REQUEST:
Only the lines from the line holding "For this evaluation, locate the eyeglasses" through the final line of the entries below are to be returned, exactly as they stand.

════════════════

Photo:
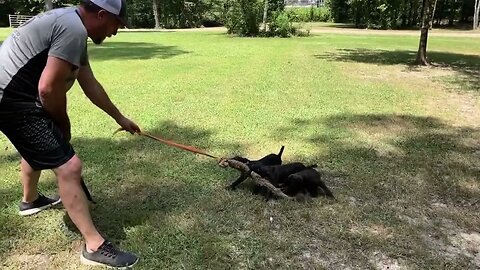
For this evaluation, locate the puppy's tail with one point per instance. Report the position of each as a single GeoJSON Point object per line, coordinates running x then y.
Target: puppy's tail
{"type": "Point", "coordinates": [281, 151]}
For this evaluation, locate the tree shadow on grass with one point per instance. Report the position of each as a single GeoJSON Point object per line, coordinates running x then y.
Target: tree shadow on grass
{"type": "Point", "coordinates": [416, 177]}
{"type": "Point", "coordinates": [132, 50]}
{"type": "Point", "coordinates": [466, 66]}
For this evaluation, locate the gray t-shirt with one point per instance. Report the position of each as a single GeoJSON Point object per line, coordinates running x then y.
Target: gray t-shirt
{"type": "Point", "coordinates": [24, 53]}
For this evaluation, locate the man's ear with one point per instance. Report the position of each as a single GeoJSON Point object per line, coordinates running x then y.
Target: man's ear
{"type": "Point", "coordinates": [101, 14]}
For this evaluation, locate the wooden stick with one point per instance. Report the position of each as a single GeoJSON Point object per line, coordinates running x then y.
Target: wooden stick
{"type": "Point", "coordinates": [240, 166]}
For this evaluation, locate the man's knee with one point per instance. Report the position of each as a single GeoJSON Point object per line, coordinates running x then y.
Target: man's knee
{"type": "Point", "coordinates": [71, 170]}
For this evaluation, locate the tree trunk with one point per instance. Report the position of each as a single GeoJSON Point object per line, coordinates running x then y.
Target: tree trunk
{"type": "Point", "coordinates": [48, 5]}
{"type": "Point", "coordinates": [476, 14]}
{"type": "Point", "coordinates": [422, 48]}
{"type": "Point", "coordinates": [433, 14]}
{"type": "Point", "coordinates": [156, 13]}
{"type": "Point", "coordinates": [265, 11]}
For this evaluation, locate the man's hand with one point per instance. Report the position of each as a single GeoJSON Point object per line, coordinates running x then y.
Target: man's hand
{"type": "Point", "coordinates": [128, 125]}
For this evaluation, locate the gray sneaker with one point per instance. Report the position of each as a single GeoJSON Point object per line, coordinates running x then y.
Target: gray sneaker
{"type": "Point", "coordinates": [41, 203]}
{"type": "Point", "coordinates": [109, 256]}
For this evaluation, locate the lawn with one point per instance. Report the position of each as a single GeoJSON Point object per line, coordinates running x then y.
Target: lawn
{"type": "Point", "coordinates": [397, 144]}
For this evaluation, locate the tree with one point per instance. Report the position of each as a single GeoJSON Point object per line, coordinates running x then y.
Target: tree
{"type": "Point", "coordinates": [426, 24]}
{"type": "Point", "coordinates": [48, 5]}
{"type": "Point", "coordinates": [156, 14]}
{"type": "Point", "coordinates": [476, 14]}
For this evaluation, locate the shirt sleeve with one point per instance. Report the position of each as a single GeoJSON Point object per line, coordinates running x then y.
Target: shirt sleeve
{"type": "Point", "coordinates": [69, 42]}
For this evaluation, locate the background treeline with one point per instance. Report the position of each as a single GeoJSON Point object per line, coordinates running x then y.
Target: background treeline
{"type": "Point", "coordinates": [383, 14]}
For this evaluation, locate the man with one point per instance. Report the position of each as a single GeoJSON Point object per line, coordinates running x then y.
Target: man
{"type": "Point", "coordinates": [39, 63]}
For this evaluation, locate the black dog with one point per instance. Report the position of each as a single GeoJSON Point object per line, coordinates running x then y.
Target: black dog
{"type": "Point", "coordinates": [278, 174]}
{"type": "Point", "coordinates": [254, 165]}
{"type": "Point", "coordinates": [307, 181]}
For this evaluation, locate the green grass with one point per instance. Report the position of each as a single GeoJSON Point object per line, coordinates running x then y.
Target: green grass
{"type": "Point", "coordinates": [397, 144]}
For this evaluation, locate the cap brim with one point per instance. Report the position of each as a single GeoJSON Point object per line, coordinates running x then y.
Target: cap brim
{"type": "Point", "coordinates": [124, 22]}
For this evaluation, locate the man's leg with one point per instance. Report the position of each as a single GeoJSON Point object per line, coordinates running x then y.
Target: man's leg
{"type": "Point", "coordinates": [29, 178]}
{"type": "Point", "coordinates": [75, 201]}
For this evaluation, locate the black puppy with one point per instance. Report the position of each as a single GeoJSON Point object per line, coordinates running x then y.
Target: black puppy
{"type": "Point", "coordinates": [254, 165]}
{"type": "Point", "coordinates": [306, 181]}
{"type": "Point", "coordinates": [278, 174]}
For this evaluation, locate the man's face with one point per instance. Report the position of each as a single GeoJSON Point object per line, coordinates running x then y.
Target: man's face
{"type": "Point", "coordinates": [106, 25]}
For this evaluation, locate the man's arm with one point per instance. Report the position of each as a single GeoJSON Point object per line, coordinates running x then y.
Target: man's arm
{"type": "Point", "coordinates": [52, 92]}
{"type": "Point", "coordinates": [96, 93]}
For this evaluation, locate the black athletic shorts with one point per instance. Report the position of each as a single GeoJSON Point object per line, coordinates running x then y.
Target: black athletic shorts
{"type": "Point", "coordinates": [36, 137]}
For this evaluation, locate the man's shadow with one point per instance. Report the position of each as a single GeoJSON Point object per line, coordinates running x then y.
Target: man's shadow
{"type": "Point", "coordinates": [135, 180]}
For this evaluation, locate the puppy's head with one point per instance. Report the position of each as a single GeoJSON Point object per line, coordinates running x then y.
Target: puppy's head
{"type": "Point", "coordinates": [241, 159]}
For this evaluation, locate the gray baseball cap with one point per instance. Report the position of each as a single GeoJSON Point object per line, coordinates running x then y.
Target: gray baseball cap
{"type": "Point", "coordinates": [116, 7]}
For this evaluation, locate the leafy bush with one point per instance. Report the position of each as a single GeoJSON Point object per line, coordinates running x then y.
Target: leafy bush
{"type": "Point", "coordinates": [282, 26]}
{"type": "Point", "coordinates": [308, 14]}
{"type": "Point", "coordinates": [244, 17]}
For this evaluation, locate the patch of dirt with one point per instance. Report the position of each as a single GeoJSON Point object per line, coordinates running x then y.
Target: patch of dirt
{"type": "Point", "coordinates": [382, 262]}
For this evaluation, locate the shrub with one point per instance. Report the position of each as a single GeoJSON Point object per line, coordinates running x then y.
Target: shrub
{"type": "Point", "coordinates": [308, 14]}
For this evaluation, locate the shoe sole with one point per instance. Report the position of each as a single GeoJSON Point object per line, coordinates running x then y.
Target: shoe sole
{"type": "Point", "coordinates": [86, 261]}
{"type": "Point", "coordinates": [38, 209]}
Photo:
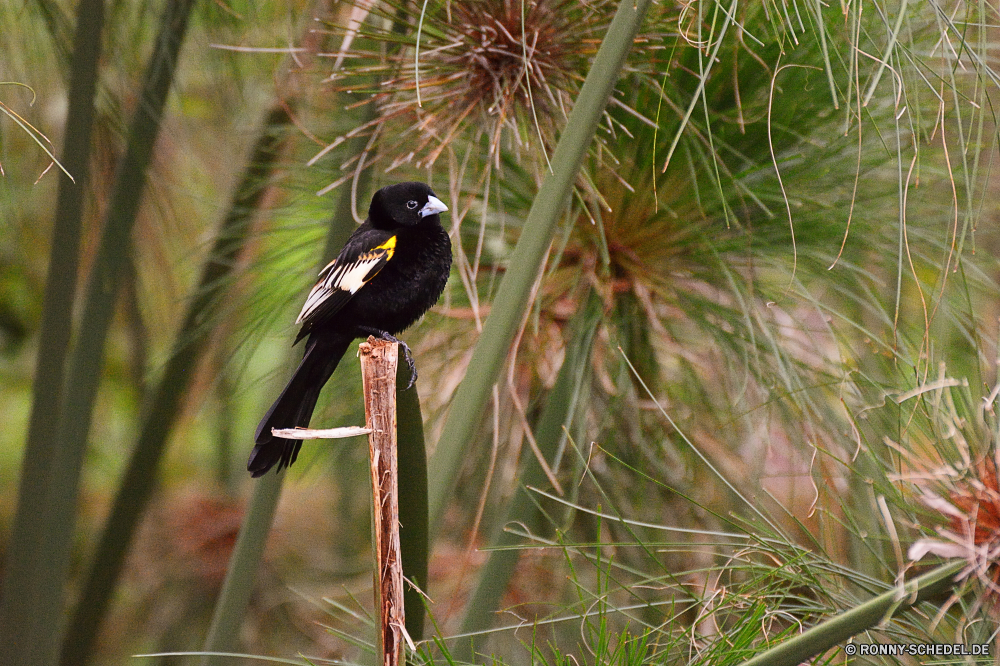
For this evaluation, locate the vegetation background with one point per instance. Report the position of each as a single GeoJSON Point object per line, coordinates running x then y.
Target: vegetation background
{"type": "Point", "coordinates": [757, 353]}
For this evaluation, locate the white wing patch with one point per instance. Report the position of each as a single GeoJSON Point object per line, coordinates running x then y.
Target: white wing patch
{"type": "Point", "coordinates": [346, 278]}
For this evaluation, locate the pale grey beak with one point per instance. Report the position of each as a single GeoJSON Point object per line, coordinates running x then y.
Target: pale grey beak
{"type": "Point", "coordinates": [433, 206]}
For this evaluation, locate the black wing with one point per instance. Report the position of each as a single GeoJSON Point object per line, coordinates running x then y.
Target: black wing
{"type": "Point", "coordinates": [366, 253]}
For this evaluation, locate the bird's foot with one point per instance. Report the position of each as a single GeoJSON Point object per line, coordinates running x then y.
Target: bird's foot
{"type": "Point", "coordinates": [407, 354]}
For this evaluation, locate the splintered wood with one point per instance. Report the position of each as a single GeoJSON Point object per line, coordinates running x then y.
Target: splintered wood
{"type": "Point", "coordinates": [378, 372]}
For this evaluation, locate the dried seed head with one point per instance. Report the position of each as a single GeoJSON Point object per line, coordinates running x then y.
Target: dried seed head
{"type": "Point", "coordinates": [488, 71]}
{"type": "Point", "coordinates": [970, 502]}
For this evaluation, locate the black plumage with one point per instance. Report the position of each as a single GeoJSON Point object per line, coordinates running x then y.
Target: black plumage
{"type": "Point", "coordinates": [391, 271]}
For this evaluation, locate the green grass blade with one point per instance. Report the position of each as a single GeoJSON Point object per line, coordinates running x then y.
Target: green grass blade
{"type": "Point", "coordinates": [865, 616]}
{"type": "Point", "coordinates": [141, 476]}
{"type": "Point", "coordinates": [557, 414]}
{"type": "Point", "coordinates": [513, 295]}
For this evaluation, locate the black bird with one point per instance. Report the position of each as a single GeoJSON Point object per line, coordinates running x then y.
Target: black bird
{"type": "Point", "coordinates": [391, 271]}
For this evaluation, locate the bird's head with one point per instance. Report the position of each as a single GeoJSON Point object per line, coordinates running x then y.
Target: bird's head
{"type": "Point", "coordinates": [405, 204]}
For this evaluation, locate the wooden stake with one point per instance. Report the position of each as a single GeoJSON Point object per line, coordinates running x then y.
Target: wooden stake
{"type": "Point", "coordinates": [378, 372]}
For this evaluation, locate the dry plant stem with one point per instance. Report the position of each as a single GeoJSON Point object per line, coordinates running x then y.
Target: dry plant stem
{"type": "Point", "coordinates": [378, 375]}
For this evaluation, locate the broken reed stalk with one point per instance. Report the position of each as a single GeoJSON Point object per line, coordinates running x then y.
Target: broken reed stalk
{"type": "Point", "coordinates": [378, 372]}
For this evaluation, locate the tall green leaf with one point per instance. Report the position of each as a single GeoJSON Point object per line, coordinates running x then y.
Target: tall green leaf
{"type": "Point", "coordinates": [513, 296]}
{"type": "Point", "coordinates": [141, 475]}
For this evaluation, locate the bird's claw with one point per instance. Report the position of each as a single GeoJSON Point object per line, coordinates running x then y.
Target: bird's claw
{"type": "Point", "coordinates": [407, 354]}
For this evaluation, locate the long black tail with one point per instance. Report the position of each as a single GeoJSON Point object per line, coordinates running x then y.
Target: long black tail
{"type": "Point", "coordinates": [295, 405]}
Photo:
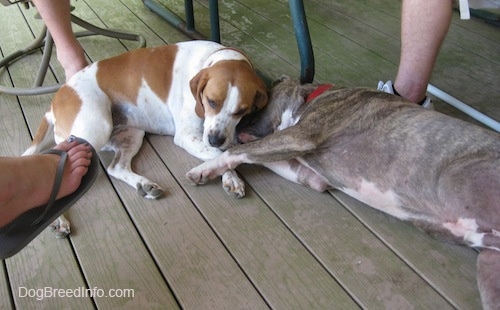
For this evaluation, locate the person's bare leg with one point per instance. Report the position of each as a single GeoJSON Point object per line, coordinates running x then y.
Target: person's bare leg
{"type": "Point", "coordinates": [26, 182]}
{"type": "Point", "coordinates": [56, 15]}
{"type": "Point", "coordinates": [424, 25]}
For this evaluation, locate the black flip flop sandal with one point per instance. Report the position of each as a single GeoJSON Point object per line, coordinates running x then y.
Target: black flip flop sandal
{"type": "Point", "coordinates": [17, 234]}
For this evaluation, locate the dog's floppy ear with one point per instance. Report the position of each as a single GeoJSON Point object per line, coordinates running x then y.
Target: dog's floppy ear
{"type": "Point", "coordinates": [261, 97]}
{"type": "Point", "coordinates": [197, 84]}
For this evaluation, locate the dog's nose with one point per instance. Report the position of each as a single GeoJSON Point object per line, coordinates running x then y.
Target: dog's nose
{"type": "Point", "coordinates": [216, 140]}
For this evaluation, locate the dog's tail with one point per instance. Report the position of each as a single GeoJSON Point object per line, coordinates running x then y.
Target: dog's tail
{"type": "Point", "coordinates": [44, 137]}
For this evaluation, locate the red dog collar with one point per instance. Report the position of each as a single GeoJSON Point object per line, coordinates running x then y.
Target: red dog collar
{"type": "Point", "coordinates": [318, 91]}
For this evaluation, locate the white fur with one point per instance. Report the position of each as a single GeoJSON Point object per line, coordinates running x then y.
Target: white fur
{"type": "Point", "coordinates": [369, 193]}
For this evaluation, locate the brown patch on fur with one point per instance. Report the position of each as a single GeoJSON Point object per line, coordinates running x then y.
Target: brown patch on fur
{"type": "Point", "coordinates": [65, 106]}
{"type": "Point", "coordinates": [120, 77]}
{"type": "Point", "coordinates": [212, 83]}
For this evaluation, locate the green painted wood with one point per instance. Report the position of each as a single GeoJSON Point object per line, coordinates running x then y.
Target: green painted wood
{"type": "Point", "coordinates": [371, 272]}
{"type": "Point", "coordinates": [189, 255]}
{"type": "Point", "coordinates": [212, 251]}
{"type": "Point", "coordinates": [278, 265]}
{"type": "Point", "coordinates": [5, 296]}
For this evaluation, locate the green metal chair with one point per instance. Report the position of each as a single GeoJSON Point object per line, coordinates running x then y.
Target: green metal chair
{"type": "Point", "coordinates": [188, 27]}
{"type": "Point", "coordinates": [44, 40]}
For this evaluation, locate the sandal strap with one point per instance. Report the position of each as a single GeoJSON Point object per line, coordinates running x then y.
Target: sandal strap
{"type": "Point", "coordinates": [57, 182]}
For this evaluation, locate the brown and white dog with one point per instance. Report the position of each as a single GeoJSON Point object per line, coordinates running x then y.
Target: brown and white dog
{"type": "Point", "coordinates": [436, 172]}
{"type": "Point", "coordinates": [196, 91]}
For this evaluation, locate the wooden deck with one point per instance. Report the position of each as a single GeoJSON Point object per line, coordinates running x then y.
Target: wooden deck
{"type": "Point", "coordinates": [283, 246]}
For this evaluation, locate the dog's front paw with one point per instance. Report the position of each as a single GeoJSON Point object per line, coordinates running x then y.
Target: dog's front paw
{"type": "Point", "coordinates": [233, 185]}
{"type": "Point", "coordinates": [150, 190]}
{"type": "Point", "coordinates": [61, 227]}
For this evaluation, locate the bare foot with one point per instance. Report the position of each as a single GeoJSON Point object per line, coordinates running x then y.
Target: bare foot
{"type": "Point", "coordinates": [26, 182]}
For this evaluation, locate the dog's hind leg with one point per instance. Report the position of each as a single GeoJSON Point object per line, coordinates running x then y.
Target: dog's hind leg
{"type": "Point", "coordinates": [44, 137]}
{"type": "Point", "coordinates": [488, 278]}
{"type": "Point", "coordinates": [125, 142]}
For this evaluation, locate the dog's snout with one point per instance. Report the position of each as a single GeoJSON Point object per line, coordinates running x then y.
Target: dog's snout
{"type": "Point", "coordinates": [216, 140]}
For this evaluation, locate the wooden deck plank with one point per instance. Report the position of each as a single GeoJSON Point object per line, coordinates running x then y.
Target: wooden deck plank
{"type": "Point", "coordinates": [189, 255]}
{"type": "Point", "coordinates": [258, 241]}
{"type": "Point", "coordinates": [468, 62]}
{"type": "Point", "coordinates": [148, 285]}
{"type": "Point", "coordinates": [455, 278]}
{"type": "Point", "coordinates": [366, 268]}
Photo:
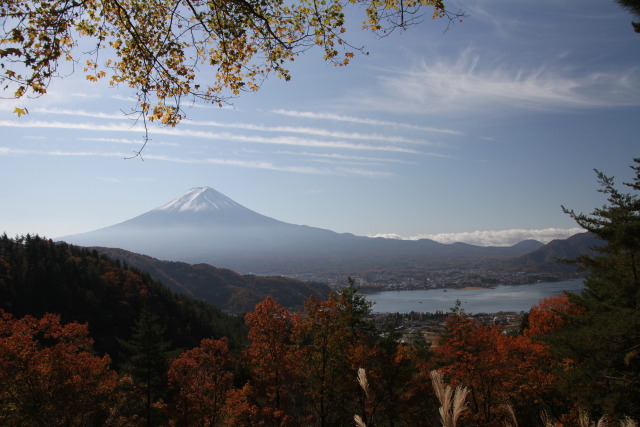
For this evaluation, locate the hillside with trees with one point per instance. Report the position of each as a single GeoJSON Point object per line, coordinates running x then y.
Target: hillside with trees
{"type": "Point", "coordinates": [221, 287]}
{"type": "Point", "coordinates": [574, 359]}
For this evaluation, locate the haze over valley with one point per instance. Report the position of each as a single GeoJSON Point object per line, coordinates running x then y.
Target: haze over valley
{"type": "Point", "coordinates": [205, 226]}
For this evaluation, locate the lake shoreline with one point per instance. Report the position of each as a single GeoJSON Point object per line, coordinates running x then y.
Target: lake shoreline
{"type": "Point", "coordinates": [473, 299]}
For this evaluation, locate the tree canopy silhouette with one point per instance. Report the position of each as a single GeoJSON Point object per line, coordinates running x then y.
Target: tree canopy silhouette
{"type": "Point", "coordinates": [171, 49]}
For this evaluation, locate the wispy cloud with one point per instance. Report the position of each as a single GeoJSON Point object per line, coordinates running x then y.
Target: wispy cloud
{"type": "Point", "coordinates": [473, 83]}
{"type": "Point", "coordinates": [127, 141]}
{"type": "Point", "coordinates": [313, 131]}
{"type": "Point", "coordinates": [494, 237]}
{"type": "Point", "coordinates": [365, 121]}
{"type": "Point", "coordinates": [7, 151]}
{"type": "Point", "coordinates": [342, 157]}
{"type": "Point", "coordinates": [224, 136]}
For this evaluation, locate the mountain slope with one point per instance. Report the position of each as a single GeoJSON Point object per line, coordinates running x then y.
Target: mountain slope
{"type": "Point", "coordinates": [204, 226]}
{"type": "Point", "coordinates": [38, 276]}
{"type": "Point", "coordinates": [547, 257]}
{"type": "Point", "coordinates": [221, 287]}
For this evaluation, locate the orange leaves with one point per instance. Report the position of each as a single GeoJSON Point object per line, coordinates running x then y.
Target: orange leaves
{"type": "Point", "coordinates": [551, 314]}
{"type": "Point", "coordinates": [496, 367]}
{"type": "Point", "coordinates": [201, 377]}
{"type": "Point", "coordinates": [50, 375]}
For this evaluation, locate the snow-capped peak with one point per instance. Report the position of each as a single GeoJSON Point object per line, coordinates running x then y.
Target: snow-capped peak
{"type": "Point", "coordinates": [199, 199]}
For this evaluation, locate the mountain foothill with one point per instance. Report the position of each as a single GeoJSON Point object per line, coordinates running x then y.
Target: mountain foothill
{"type": "Point", "coordinates": [205, 226]}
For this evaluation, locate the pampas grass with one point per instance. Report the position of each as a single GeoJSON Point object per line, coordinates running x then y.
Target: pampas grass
{"type": "Point", "coordinates": [452, 401]}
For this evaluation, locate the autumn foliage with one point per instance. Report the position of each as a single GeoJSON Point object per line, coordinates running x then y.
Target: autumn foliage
{"type": "Point", "coordinates": [497, 368]}
{"type": "Point", "coordinates": [50, 376]}
{"type": "Point", "coordinates": [550, 314]}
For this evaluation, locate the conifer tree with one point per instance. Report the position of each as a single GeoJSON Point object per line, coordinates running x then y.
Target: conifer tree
{"type": "Point", "coordinates": [603, 344]}
{"type": "Point", "coordinates": [147, 364]}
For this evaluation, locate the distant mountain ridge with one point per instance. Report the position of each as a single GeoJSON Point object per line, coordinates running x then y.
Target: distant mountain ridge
{"type": "Point", "coordinates": [223, 288]}
{"type": "Point", "coordinates": [205, 226]}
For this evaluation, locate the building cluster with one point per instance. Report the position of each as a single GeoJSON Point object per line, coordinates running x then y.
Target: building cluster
{"type": "Point", "coordinates": [429, 279]}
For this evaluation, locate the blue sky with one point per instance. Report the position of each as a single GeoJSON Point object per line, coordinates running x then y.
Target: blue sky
{"type": "Point", "coordinates": [476, 134]}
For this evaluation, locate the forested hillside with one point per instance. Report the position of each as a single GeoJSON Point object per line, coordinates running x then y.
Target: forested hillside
{"type": "Point", "coordinates": [223, 288]}
{"type": "Point", "coordinates": [38, 276]}
{"type": "Point", "coordinates": [181, 362]}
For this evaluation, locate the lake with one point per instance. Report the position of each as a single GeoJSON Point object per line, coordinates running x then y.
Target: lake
{"type": "Point", "coordinates": [491, 300]}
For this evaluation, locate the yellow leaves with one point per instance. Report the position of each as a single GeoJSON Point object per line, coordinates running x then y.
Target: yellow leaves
{"type": "Point", "coordinates": [167, 52]}
{"type": "Point", "coordinates": [20, 111]}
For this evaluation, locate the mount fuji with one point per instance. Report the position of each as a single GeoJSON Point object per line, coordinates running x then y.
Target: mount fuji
{"type": "Point", "coordinates": [205, 226]}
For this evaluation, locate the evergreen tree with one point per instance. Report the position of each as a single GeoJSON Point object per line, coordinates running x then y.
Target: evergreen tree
{"type": "Point", "coordinates": [602, 346]}
{"type": "Point", "coordinates": [148, 360]}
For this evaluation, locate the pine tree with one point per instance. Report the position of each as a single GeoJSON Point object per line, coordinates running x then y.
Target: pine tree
{"type": "Point", "coordinates": [603, 344]}
{"type": "Point", "coordinates": [147, 364]}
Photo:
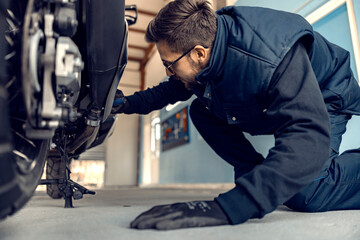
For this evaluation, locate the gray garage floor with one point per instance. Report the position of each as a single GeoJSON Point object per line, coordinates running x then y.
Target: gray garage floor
{"type": "Point", "coordinates": [107, 216]}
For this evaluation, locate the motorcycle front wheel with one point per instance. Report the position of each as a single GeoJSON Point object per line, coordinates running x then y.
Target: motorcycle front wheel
{"type": "Point", "coordinates": [21, 159]}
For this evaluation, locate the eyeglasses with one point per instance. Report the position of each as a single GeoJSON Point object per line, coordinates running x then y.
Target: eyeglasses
{"type": "Point", "coordinates": [168, 66]}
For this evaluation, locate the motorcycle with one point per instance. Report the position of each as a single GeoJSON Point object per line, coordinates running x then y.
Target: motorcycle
{"type": "Point", "coordinates": [60, 64]}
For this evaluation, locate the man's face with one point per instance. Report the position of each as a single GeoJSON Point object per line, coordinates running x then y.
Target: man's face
{"type": "Point", "coordinates": [188, 66]}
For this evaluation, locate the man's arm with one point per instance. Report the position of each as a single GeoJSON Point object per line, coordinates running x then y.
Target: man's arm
{"type": "Point", "coordinates": [301, 146]}
{"type": "Point", "coordinates": [155, 98]}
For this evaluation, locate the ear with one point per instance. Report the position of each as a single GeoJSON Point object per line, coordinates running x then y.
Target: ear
{"type": "Point", "coordinates": [201, 53]}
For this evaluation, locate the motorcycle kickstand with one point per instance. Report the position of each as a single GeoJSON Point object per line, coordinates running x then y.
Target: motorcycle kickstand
{"type": "Point", "coordinates": [71, 189]}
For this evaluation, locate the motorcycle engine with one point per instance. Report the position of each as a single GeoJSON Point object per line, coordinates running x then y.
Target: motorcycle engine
{"type": "Point", "coordinates": [51, 66]}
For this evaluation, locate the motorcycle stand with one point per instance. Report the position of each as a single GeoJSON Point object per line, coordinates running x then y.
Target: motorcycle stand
{"type": "Point", "coordinates": [69, 188]}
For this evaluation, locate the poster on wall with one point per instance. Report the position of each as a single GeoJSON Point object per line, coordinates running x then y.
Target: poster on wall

════════════════

THE SOLUTION:
For this evaluation, locate the eyeglasses with one point per instance. Report the position of each as a single GeoJSON Point object per line, coordinates running x then y.
Target: eyeglasses
{"type": "Point", "coordinates": [168, 66]}
For this evaluation, locate the motorcycle with one point per instance. Report the position of each as a single GeoJSON Point object per line, coordinates running x then y.
Target: motorcycle
{"type": "Point", "coordinates": [60, 64]}
For this evaluation, locate the man's face with one point per instance. Report the position of each as a single GeoJSON Point object per line, coordinates running x then y.
Target: man's face
{"type": "Point", "coordinates": [188, 66]}
For this evaluation, locate the man's arm with one point per instance. Report the position of each as a single GeoJSON Point object per line, coordinates running x then y.
Target: man's arm
{"type": "Point", "coordinates": [301, 146]}
{"type": "Point", "coordinates": [155, 98]}
For this evaluation, locate the ear with one point per instance. Report the position of each as a single GeoJSON Point object per line, coordinates running x then y.
Target: ear
{"type": "Point", "coordinates": [201, 53]}
For this evaluation, locate the motorcycle kickstand with one point per instance. Report the position of each as a single GeoJSON Point object per line, coordinates running x then y.
Target: motorcycle kickstand
{"type": "Point", "coordinates": [71, 189]}
For this evaluation, locate the motorcycle engine with one point per instance. Report the position of each as a single GeoJSON Point object per line, coordinates running x then y.
Target: motorcycle engine
{"type": "Point", "coordinates": [51, 66]}
For this evaluation, locate the motorcycle stand with one point per instance. Report the position of each as a single GeoJSON Point object per line, coordinates running x then y.
Target: motorcycle stand
{"type": "Point", "coordinates": [69, 188]}
For this evaluation, locate the poster on wall with one point per instance. Report the position of each as a single GeoJSON Point object per line, coordinates running x then y.
Target: poster on wall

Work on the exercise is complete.